TASK DETAILS
Every entry here should be copied exactly.

AVAILABLE DATA

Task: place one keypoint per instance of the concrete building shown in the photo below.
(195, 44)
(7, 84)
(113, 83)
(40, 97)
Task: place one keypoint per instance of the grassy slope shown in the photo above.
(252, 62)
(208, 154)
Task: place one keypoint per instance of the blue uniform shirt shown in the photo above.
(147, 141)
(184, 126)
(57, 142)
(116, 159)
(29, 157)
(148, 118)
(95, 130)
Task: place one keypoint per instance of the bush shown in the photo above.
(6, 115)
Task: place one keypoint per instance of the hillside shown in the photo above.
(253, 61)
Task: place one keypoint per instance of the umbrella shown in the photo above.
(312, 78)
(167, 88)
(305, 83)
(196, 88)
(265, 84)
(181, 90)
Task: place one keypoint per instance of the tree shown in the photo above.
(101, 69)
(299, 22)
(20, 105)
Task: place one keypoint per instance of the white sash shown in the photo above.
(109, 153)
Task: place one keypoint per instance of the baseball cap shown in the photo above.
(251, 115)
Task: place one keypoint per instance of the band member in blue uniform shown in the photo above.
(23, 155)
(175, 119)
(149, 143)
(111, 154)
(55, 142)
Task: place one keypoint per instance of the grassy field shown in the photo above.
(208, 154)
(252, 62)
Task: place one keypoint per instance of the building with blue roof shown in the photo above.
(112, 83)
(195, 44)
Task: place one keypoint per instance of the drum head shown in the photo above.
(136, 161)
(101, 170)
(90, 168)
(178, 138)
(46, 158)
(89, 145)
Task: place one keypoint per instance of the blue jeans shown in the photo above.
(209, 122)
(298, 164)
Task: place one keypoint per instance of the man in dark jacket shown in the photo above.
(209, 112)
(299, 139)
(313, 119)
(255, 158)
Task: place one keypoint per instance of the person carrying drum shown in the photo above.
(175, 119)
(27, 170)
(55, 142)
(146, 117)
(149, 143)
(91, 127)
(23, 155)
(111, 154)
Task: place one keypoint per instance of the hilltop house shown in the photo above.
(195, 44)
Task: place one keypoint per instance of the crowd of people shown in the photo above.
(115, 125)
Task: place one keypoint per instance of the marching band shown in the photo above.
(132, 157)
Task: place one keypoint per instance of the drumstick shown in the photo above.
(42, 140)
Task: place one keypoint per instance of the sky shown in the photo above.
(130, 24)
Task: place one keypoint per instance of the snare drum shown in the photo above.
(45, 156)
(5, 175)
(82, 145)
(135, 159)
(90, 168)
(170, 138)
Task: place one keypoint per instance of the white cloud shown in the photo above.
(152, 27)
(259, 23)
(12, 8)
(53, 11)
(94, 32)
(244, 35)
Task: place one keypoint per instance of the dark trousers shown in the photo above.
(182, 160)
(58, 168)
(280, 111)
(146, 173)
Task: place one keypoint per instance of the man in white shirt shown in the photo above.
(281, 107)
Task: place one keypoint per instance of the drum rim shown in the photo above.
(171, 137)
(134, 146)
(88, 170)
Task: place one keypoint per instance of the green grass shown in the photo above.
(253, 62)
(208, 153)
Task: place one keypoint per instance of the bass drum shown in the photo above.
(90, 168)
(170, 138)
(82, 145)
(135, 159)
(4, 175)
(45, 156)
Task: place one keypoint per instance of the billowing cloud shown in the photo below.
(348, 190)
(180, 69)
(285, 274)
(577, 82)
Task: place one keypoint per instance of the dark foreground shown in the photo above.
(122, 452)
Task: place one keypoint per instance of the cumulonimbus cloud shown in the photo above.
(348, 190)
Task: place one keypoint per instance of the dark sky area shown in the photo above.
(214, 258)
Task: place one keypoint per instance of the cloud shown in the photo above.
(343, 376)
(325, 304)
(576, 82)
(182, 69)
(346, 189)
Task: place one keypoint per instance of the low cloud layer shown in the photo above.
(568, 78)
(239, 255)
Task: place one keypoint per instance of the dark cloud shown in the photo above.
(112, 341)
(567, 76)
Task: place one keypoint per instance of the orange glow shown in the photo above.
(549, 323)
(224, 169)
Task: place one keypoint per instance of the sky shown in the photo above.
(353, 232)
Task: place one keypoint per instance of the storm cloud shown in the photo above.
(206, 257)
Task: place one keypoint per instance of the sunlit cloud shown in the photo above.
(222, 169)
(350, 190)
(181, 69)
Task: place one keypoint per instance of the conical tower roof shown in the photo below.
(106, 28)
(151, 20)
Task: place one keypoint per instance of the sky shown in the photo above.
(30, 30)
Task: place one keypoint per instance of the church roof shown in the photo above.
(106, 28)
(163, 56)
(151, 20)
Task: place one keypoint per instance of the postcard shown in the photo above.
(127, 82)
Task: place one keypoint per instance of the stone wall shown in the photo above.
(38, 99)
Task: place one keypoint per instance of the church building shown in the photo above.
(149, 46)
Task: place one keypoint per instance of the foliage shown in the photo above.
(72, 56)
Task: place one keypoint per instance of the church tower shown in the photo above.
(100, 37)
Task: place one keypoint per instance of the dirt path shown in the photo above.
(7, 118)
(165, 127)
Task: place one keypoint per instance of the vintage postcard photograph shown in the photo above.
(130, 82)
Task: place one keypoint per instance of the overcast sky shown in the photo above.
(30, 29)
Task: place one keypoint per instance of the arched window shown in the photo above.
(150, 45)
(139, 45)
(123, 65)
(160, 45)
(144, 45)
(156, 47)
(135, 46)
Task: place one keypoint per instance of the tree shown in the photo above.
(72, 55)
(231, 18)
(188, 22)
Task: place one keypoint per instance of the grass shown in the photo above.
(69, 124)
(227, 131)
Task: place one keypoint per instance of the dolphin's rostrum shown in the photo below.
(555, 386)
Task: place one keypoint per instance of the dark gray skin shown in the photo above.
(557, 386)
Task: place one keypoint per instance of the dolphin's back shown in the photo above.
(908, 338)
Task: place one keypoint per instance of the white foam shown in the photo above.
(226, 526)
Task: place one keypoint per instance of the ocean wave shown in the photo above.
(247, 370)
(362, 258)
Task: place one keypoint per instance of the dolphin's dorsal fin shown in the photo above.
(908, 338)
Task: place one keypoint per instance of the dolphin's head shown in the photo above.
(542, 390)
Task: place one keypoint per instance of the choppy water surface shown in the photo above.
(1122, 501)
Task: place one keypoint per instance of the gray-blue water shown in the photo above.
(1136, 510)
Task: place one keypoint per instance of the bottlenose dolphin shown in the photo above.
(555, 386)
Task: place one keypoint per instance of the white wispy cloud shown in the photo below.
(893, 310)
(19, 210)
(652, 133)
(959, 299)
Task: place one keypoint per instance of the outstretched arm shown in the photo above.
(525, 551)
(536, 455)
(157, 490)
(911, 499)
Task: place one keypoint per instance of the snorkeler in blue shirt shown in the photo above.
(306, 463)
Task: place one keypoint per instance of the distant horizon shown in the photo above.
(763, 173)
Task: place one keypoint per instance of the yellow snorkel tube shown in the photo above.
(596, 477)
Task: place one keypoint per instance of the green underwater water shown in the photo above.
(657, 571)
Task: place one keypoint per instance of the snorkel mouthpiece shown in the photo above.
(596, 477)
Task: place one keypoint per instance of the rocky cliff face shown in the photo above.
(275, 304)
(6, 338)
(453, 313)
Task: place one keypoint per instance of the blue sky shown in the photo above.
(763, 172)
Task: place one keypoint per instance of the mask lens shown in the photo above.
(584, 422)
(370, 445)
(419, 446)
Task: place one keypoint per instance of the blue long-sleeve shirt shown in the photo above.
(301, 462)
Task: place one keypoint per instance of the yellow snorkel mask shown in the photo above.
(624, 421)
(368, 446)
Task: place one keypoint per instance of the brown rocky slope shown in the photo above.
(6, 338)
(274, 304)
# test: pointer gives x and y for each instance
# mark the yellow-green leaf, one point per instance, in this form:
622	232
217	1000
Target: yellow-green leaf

EXERCISE OUTPUT
Task: place one keypoint per instance of the concrete building shown in the photo below.
(195, 44)
(7, 84)
(113, 83)
(40, 97)
Task: place one keypoint per instance of the grassy slope shown in the photo above.
(252, 62)
(208, 154)
Task: place one keypoint per instance of the blue uniform shirt shown in the photo above.
(147, 141)
(184, 126)
(57, 142)
(116, 159)
(29, 157)
(148, 118)
(95, 130)
Task: place one keypoint per instance of the bush shown in the photo above.
(6, 115)
Task: place one keypoint per instance of the hillside shown in the photo above.
(253, 61)
Task: place one keypoint per instance of the umbrella shown in the photo above.
(312, 78)
(167, 88)
(305, 83)
(196, 88)
(265, 84)
(181, 90)
Task: place one keypoint per instance of the tree shown in the photo above.
(101, 69)
(299, 22)
(20, 105)
Task: place one keypoint per instance of the white sash shown in the photo above.
(109, 153)
Task: place one keypoint per instance of the baseball cap shown in the photo above.
(251, 115)
Task: place one keypoint per instance of the band member in blue uniform shown in the photo above.
(23, 155)
(175, 119)
(149, 143)
(111, 154)
(55, 142)
Task: place one keypoint per instance of the grassy field shown in the photo above.
(208, 154)
(252, 62)
Task: place one keypoint per instance of the building with blue roof shown in the photo above.
(112, 83)
(195, 44)
Task: place one keypoint per instance of the drum head shown in the photo above.
(136, 161)
(101, 170)
(90, 168)
(178, 138)
(46, 158)
(89, 145)
Task: place one keypoint per instance of the blue jeans shown in the photo above.
(209, 122)
(298, 164)
Task: place one keypoint per instance of the man in dark jacket shown in the photo above.
(209, 112)
(299, 139)
(313, 119)
(255, 158)
Task: place one keypoint per instance of the person carrying drum shown in the photo above.
(175, 119)
(27, 170)
(55, 142)
(146, 117)
(149, 143)
(91, 127)
(23, 155)
(111, 154)
Task: place one keypoint per instance of the hilltop house shown in the photo above.
(195, 44)
Task: place one keypoint per instance of the crowd of people shown in the photo above.
(115, 125)
Task: place one keypoint per instance of the marching band shown in the photo above.
(132, 157)
Task: place one keypoint per instance of the drumstick shown in the photo above.
(42, 140)
Task: place one keypoint per instance of the sky shown in the photo above.
(130, 24)
Task: place one keypoint per instance of the snare drum shown in the photo above.
(45, 156)
(5, 175)
(82, 145)
(135, 159)
(90, 168)
(170, 138)
Task: place one keypoint per instance of the white cloud shown in the photo above.
(152, 27)
(259, 23)
(12, 8)
(53, 11)
(94, 32)
(244, 35)
Task: place one keypoint per instance of the dark trousers shown in the photo above.
(182, 160)
(58, 168)
(280, 111)
(146, 173)
Task: place one keypoint per instance of the man in white shirt shown in the photo above.
(281, 107)
Task: place one keypoint per instance of the drum rim shown in the photo above.
(171, 137)
(134, 146)
(88, 170)
Task: place one keypoint per instance of the green grass shown in the photo above.
(253, 62)
(208, 153)
Task: place one keypoint per instance of the bass drum shown in the photo above.
(90, 168)
(170, 138)
(82, 145)
(135, 159)
(4, 175)
(45, 156)
Task: place one keypoint per instance of the billowing cloud shown in the photo below.
(348, 190)
(180, 69)
(285, 274)
(577, 82)
Task: place one keypoint per instance of the dark foreground shown in the photo above.
(122, 452)
Task: place one keypoint per instance of the cumulonimbus cloud shown in the photo above.
(348, 190)
Task: place one keypoint per instance of the dark sky area shown in the photo above.
(214, 258)
Task: place one keypoint per instance of the cloud shown in the photo above.
(343, 376)
(325, 304)
(576, 82)
(182, 69)
(346, 189)
Task: place one keypoint per instance of the low cloud layer shown in the photo above.
(568, 78)
(239, 255)
Task: place one keypoint per instance of the dark cloud shown in the photo above.
(112, 341)
(567, 76)
Task: place one keypoint per instance of the orange glow shown in the photo above.
(549, 323)
(224, 169)
Task: place one keypoint per instance of the sky shown in the photo above.
(353, 232)
Task: place one keypoint per instance of the storm cloud shown in the photo above.
(206, 257)
Task: place one keypoint per instance of the sunlit cloud shown in the photo above.
(222, 169)
(350, 190)
(181, 69)
Task: place one keypoint per instance of the conical tower roof shown in the photo below.
(106, 28)
(151, 20)
Task: place one keypoint per instance of the sky shown in the photo above.
(30, 30)
Task: place one keypoint per instance of the church roof shown in the photo above.
(106, 28)
(163, 56)
(151, 20)
Task: place one keypoint per instance of the postcard shown in the photo above.
(127, 82)
Task: place one keypoint per instance of the stone wall shown in the photo above.
(38, 99)
Task: place one keypoint per instance of the church building shown in the photo above.
(149, 46)
Task: place one keypoint per instance of the foliage shown in the photo above.
(72, 56)
Task: place one keypoint per instance of the church tower shown in the photo above.
(100, 37)
Task: place one keypoint per instance of the dirt path shown in the photo above.
(7, 118)
(165, 127)
Task: place one keypoint per instance of the vintage postcard photograph shown in the photo above.
(130, 82)
Task: place one keypoint per instance of the overcast sky shown in the photo above.
(30, 29)
Task: place one keypoint per instance of the arched window shown in the photo above.
(150, 45)
(139, 45)
(123, 65)
(160, 45)
(144, 45)
(156, 47)
(135, 46)
Task: place one keypoint per instance of the tree shown in the photo above.
(72, 55)
(231, 18)
(188, 22)
Task: place one keypoint per instance of the grass shown in the photo above.
(69, 124)
(227, 131)
Task: place one keypoint per instance of the dolphin's rostrum shown in the photo below.
(555, 386)
Task: place one keypoint per instance of the dark gray skin shown in the photo above.
(557, 386)
Task: place one keypoint per instance of the dolphin's back shown in the photo above.
(908, 338)
Task: place one keypoint per instance of the white foam shown in the photo above.
(226, 526)
Task: place one keypoint per instance of the ocean wave shown in the photo above.
(247, 370)
(362, 258)
Task: place one keypoint per instance of the dolphin's dorsal fin shown in the photo above.
(908, 338)
Task: place one keypoint per instance of the dolphin's head shown in the photo above.
(542, 390)
Task: place one keypoint per instance of the choppy water surface shown in the photo above.
(1122, 501)
Task: place one keypoint per instance of the gray-blue water shown in the photo above.
(1136, 510)
Task: place one keypoint per instance of the bottlenose dolphin shown in the photo above.
(555, 386)
Task: place one keypoint per instance of the white wispy cloud shown in the photo below.
(893, 310)
(19, 210)
(652, 133)
(959, 299)
Task: place one keypoint per instance of the outstretched arm shown in the photo above.
(525, 551)
(536, 455)
(157, 490)
(911, 499)
Task: place one keypoint per instance of the snorkeler in blue shirt shown in the photo above.
(306, 463)
Task: place one keypoint per instance of the distant horizon shown in the photo above.
(763, 173)
Task: place one keypoint per instance of the yellow snorkel tube shown in the photo above.
(596, 477)
Task: place one keypoint per instance of the green underwater water shown in the photo above.
(657, 571)
Task: place one keypoint per instance of the snorkel mouthpiece shown in the photo above.
(596, 477)
Task: place one keypoint per instance of the rocky cliff face shown in the photo above.
(275, 304)
(6, 338)
(453, 313)
Task: place one keypoint per instance of the blue sky shown in the photo above.
(763, 172)
Task: place one keypoint per instance of the mask lens shown in the photo above.
(584, 422)
(370, 445)
(419, 446)
Task: place one keypoint per instance of the blue long-sleeve shirt shown in the photo above.
(301, 462)
Task: place one keypoint per instance of the yellow snorkel mask shown in the photo above.
(624, 421)
(368, 446)
Task: place one keypoint per instance of the brown rocky slope shown in the photo above.
(6, 338)
(274, 304)
# test: pointer gives x and y for each instance
# mark the yellow-green leaf, one point per instance, in this form:
622	232
217	1000
Target: yellow-green leaf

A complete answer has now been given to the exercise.